**PROMPT**
Using the Route 1H text below, list in order the steps it gives for finding the maximum SIL a Safety Function can claim.

**PASSAGE TO READ**
----------

Route 1H

Historically, this was the only way to determine the maximum SIL that can be claimed by a Safety Function. Here are the steps to be followed: IEC 61508-2, § 7.4.4.2

• Divide the Safety-related system in subsystems.
• For each subsystem calculate the Safe Failure Fraction for all elements in the subsystem separately. In case of redundant element configurations, the SFF may be calculated by taking into consideration the additional diagnostics that may be available (e.g. by comparison of redundant elements).
• For each element, use the achieved Safe Failure Fraction and Hardware Fault Tolerance of 0 to determine the maximum safety integrity level that can be claimed from column 2 of Table 2 of IEC 61502-2 for Type A elements; in case of Type B elements, Table 3 of IEC 61502-2 must be used.
• The maximum safety integrity level that can be claimed for an E/E/PE safety-related system shall be determined by the subsystem that has achieved the lowest safety integrity level.

For a Route 1_H, each safety component must have all the failure rates coming from a FMEDA Analysis.

----------

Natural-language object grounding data
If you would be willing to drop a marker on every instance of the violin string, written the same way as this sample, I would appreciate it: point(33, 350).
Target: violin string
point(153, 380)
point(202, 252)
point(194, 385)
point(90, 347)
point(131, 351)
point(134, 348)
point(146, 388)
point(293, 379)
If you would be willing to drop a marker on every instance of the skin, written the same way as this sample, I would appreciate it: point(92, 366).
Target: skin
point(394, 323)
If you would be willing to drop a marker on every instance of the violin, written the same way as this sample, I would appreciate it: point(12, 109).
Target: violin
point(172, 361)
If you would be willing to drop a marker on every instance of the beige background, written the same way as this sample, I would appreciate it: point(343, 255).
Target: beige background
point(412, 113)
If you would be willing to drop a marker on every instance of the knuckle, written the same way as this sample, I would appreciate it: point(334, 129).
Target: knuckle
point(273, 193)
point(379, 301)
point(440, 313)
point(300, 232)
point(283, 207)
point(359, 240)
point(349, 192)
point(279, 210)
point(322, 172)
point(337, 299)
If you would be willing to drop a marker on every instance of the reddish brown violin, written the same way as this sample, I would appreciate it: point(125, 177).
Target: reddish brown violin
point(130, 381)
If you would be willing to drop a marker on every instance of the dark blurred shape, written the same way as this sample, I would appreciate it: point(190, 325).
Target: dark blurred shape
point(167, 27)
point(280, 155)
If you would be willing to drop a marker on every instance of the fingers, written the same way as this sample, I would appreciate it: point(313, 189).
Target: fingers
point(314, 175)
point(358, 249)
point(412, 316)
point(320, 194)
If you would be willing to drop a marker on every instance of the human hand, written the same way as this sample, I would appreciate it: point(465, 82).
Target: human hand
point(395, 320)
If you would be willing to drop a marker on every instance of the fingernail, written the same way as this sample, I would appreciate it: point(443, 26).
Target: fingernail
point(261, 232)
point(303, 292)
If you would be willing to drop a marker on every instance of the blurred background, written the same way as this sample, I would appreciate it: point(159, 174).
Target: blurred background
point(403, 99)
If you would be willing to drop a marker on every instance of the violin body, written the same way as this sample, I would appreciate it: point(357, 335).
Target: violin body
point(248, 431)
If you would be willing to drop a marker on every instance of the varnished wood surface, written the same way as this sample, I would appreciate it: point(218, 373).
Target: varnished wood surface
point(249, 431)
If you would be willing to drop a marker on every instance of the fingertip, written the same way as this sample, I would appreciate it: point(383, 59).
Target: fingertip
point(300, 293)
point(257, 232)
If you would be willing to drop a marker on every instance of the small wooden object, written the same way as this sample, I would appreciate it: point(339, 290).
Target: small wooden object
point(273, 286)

----------

**YOUR RESPONSE**
1. Divide the safety-related system into subsystems.
2. For each subsystem, calculate the Safe Failure Fraction separately for every element in it. Redundant configurations may count the additional diagnostics available.
3. For each element, use its Safe Failure Fraction and a Hardware Fault Tolerance of 0 to find the maximum claimable safety integrity level. Use column 2 of Table 2 for Type A elements and Table 3 for Type B elements.
4. Take the system's maximum claimable safety integrity level from the subsystem with the lowest achieved level.